Reproduce every line from the first one through the line containing "[0, 30, 360, 292]", both included, keeping the requests unchanged. Multiply each coordinate in the answers by 0.75, round to whole numbers with halves rounded up, and leave the pictures out.

> _Dataset records_
• • • •

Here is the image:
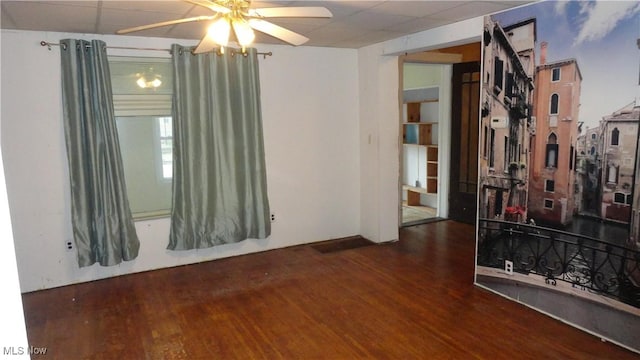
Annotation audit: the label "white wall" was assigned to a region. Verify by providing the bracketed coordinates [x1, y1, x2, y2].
[358, 17, 483, 242]
[0, 105, 30, 359]
[0, 30, 360, 292]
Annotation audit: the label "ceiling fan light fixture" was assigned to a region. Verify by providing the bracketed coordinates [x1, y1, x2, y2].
[207, 17, 231, 46]
[232, 19, 256, 48]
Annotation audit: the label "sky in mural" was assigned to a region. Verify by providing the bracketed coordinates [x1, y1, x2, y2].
[493, 1, 640, 128]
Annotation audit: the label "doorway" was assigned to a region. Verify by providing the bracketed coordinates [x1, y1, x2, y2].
[401, 63, 446, 226]
[399, 43, 481, 227]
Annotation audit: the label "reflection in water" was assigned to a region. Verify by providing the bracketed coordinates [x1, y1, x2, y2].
[563, 216, 629, 246]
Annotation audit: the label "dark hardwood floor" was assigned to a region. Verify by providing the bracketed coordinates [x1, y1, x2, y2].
[23, 221, 637, 360]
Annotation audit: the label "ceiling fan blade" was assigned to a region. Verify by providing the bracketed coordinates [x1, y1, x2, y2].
[249, 6, 333, 18]
[182, 0, 231, 14]
[249, 19, 309, 46]
[116, 15, 216, 34]
[193, 33, 218, 54]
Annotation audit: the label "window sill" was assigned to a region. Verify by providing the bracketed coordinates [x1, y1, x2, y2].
[132, 210, 171, 221]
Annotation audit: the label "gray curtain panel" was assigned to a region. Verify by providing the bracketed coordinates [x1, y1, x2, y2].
[60, 39, 140, 267]
[167, 45, 271, 250]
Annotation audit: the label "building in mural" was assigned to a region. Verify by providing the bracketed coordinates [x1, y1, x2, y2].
[575, 127, 602, 218]
[528, 43, 582, 225]
[600, 101, 640, 224]
[479, 17, 536, 221]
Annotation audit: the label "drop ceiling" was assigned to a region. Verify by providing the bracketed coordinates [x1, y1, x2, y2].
[0, 0, 532, 48]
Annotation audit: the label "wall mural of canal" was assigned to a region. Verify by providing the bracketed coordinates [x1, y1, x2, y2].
[476, 1, 640, 352]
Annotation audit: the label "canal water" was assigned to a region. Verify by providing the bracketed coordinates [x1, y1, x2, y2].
[562, 216, 629, 246]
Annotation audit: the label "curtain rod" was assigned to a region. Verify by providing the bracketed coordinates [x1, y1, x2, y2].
[40, 40, 273, 59]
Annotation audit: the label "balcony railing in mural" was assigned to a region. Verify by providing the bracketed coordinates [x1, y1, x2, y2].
[478, 219, 640, 308]
[509, 93, 529, 119]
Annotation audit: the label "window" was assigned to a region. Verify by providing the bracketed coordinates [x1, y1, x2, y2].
[549, 94, 560, 115]
[493, 56, 504, 94]
[502, 136, 510, 172]
[611, 128, 620, 146]
[489, 129, 496, 168]
[482, 126, 489, 159]
[613, 193, 627, 204]
[607, 165, 618, 184]
[569, 145, 575, 170]
[545, 133, 558, 168]
[109, 57, 173, 219]
[544, 199, 553, 209]
[544, 180, 556, 192]
[494, 190, 504, 215]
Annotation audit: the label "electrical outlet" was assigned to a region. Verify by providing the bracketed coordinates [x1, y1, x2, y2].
[504, 260, 513, 275]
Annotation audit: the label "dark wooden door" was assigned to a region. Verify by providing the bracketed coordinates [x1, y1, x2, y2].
[449, 61, 480, 224]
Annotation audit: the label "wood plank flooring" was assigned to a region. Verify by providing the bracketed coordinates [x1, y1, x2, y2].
[23, 221, 638, 360]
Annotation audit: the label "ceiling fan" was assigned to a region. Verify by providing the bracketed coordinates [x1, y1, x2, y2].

• • • •

> _Answer below_
Here is the image:
Annotation audit: the label "white wall" was assigned to a region. Verify by providing the bracketed coordinates [x1, y1, x2, y2].
[269, 13, 362, 182]
[0, 79, 23, 269]
[0, 23, 270, 219]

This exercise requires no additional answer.